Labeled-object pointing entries
-- -- --

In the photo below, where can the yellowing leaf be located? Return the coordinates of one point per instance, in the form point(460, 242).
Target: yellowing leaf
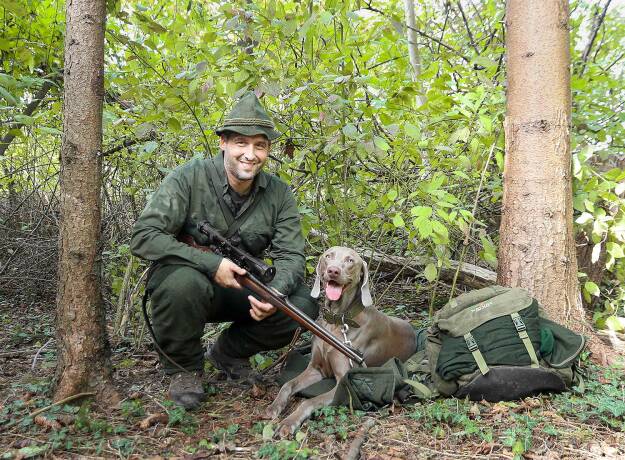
point(430, 272)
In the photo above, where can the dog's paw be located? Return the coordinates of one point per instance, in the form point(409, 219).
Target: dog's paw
point(287, 428)
point(271, 412)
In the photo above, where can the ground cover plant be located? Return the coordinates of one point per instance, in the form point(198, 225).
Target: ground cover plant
point(570, 425)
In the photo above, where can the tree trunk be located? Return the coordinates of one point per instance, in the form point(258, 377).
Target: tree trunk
point(83, 348)
point(537, 248)
point(413, 49)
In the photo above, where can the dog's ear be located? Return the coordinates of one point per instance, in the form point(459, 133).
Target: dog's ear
point(316, 291)
point(365, 292)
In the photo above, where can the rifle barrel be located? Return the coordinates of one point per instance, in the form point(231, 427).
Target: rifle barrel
point(248, 280)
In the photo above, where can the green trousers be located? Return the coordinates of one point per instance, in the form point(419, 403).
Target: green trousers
point(184, 300)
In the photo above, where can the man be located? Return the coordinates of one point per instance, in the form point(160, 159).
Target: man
point(190, 287)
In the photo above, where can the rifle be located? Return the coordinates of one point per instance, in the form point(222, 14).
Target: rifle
point(258, 274)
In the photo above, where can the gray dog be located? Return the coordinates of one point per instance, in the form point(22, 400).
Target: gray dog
point(345, 279)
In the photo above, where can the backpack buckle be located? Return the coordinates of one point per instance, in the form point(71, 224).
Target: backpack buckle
point(518, 323)
point(471, 343)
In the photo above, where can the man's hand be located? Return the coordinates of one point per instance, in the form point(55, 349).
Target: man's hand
point(260, 310)
point(224, 276)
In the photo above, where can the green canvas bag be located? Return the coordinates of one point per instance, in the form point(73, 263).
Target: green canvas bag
point(495, 344)
point(445, 363)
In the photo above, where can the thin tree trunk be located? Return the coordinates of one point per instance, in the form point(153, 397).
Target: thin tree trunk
point(83, 349)
point(537, 248)
point(413, 49)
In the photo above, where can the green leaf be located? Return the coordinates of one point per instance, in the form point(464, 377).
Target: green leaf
point(584, 218)
point(268, 432)
point(596, 253)
point(381, 143)
point(174, 124)
point(412, 131)
point(421, 211)
point(423, 225)
point(441, 231)
point(615, 323)
point(8, 96)
point(24, 119)
point(398, 221)
point(430, 272)
point(616, 250)
point(591, 288)
point(350, 131)
point(49, 130)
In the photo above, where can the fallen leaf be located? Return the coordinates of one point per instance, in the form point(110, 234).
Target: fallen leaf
point(46, 423)
point(153, 419)
point(257, 391)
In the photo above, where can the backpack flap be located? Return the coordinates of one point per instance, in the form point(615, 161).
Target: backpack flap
point(507, 383)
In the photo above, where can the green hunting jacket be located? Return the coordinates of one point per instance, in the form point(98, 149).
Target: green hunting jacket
point(186, 196)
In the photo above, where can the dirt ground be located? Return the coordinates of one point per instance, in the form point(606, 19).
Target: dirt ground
point(229, 425)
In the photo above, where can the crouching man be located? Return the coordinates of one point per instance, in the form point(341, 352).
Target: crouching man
point(190, 287)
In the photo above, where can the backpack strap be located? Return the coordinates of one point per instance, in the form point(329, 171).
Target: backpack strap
point(521, 330)
point(477, 354)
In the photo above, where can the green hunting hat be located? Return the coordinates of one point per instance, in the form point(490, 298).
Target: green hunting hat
point(248, 117)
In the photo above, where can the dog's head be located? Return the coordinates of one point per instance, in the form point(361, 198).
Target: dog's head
point(340, 270)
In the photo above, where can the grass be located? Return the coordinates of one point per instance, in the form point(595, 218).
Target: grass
point(588, 424)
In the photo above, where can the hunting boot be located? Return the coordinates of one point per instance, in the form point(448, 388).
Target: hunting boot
point(237, 369)
point(185, 389)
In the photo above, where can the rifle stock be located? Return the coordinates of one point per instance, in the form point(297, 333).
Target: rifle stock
point(256, 269)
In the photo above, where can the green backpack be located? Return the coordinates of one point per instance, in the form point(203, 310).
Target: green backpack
point(494, 344)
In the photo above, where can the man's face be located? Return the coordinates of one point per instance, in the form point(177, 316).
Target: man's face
point(244, 156)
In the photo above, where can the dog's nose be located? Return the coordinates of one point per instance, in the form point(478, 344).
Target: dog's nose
point(333, 271)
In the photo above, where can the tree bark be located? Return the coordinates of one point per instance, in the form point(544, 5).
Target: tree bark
point(537, 248)
point(83, 349)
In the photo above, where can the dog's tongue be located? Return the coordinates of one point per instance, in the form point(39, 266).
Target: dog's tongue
point(333, 291)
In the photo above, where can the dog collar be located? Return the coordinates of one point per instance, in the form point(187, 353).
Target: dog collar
point(344, 318)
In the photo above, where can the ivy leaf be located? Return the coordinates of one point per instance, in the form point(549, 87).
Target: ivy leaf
point(430, 272)
point(350, 131)
point(596, 253)
point(616, 250)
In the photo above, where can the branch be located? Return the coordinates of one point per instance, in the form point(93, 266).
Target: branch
point(593, 35)
point(28, 111)
point(466, 25)
point(420, 32)
point(128, 142)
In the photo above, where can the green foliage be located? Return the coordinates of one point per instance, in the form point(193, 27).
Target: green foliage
point(447, 416)
point(285, 450)
point(179, 417)
point(601, 400)
point(334, 420)
point(377, 159)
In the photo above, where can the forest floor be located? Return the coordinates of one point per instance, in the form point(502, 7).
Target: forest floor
point(228, 425)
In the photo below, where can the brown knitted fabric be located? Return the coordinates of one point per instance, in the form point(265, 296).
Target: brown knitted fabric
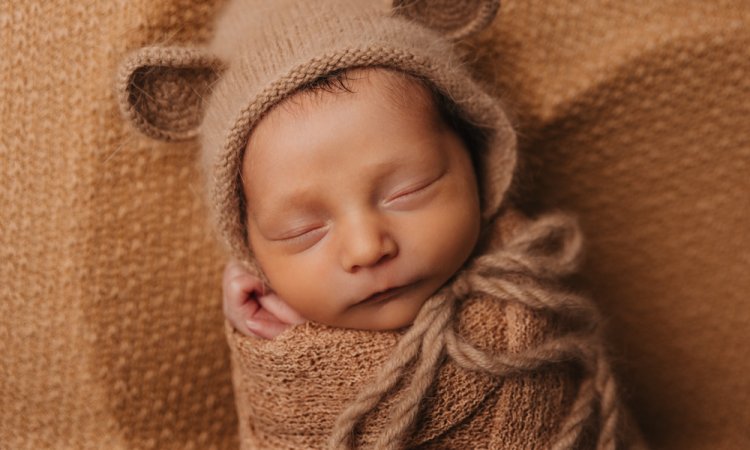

-- -- --

▶ _DESCRIPTION OF THE TASK_
Could you reproduce, word for word, the lines of the records between the line holding "In the photo above, where can the rifle stock" and the line holding "point(256, 269)", both of those lines included?

▶ _ANSWER FOR THIS EXERCISE_
In the photo above, where can the rifle stock be located? Return the coordinates of one point per instance, in the form point(297, 333).
Target: rifle stock
point(256, 269)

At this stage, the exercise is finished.